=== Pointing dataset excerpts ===
---+---
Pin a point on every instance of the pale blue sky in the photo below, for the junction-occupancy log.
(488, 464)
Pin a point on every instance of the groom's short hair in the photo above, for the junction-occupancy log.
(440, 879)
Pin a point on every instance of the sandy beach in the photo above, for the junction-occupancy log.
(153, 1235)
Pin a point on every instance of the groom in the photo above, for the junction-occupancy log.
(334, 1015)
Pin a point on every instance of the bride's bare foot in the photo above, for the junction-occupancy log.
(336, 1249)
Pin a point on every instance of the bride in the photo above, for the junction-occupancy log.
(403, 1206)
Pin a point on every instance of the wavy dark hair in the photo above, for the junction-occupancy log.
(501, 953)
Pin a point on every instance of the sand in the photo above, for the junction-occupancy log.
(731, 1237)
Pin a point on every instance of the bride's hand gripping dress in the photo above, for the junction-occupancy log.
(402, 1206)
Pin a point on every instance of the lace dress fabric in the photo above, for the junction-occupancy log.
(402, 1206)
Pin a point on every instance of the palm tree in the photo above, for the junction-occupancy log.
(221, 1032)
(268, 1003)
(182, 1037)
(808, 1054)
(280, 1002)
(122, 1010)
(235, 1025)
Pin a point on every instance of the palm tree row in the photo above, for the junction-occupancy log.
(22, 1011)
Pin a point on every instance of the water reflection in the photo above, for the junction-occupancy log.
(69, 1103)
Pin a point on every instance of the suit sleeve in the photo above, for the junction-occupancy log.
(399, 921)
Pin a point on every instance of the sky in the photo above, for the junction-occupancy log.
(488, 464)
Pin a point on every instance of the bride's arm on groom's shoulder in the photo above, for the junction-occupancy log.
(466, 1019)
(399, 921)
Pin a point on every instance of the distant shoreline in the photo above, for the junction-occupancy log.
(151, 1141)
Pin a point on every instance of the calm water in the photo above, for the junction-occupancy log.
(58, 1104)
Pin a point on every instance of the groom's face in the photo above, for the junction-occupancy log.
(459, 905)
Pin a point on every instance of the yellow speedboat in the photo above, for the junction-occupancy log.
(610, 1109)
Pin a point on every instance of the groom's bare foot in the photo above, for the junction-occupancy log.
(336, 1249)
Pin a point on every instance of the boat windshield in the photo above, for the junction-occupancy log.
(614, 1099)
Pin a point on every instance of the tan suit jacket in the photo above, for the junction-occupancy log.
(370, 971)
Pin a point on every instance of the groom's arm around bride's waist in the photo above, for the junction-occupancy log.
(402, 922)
---+---
=== Required task ===
Revise the material from the line containing "Pin a point on every instance of the groom's short" down through the line containing "(731, 1237)", changing "wavy dark hair" to "curly dark hair" and keeping all else the same. Give only those revised lines.

=== Answer in full ===
Pin a point on every instance of the groom's short hair in the photo above, for the junction-occupancy log.
(440, 879)
Pin a point on every instance of the sandy beach in the photo above, for the junction-occupancy log.
(153, 1235)
Pin a point on every instance of the groom in the photo above, for the junction-occupancy log.
(334, 1015)
Pin a point on every instance of the bride's bare foot in the photo above, for the junction-occupancy log.
(336, 1249)
Pin a point on every instance of the bride in the photo above, for the junction-occupancy log.
(403, 1206)
Pin a point on every instance of the curly dark hair in the photo above, for the junction-occupancy log.
(501, 953)
Pin a point on every instance of the sand in the photo above, for the junction-occupancy log.
(731, 1237)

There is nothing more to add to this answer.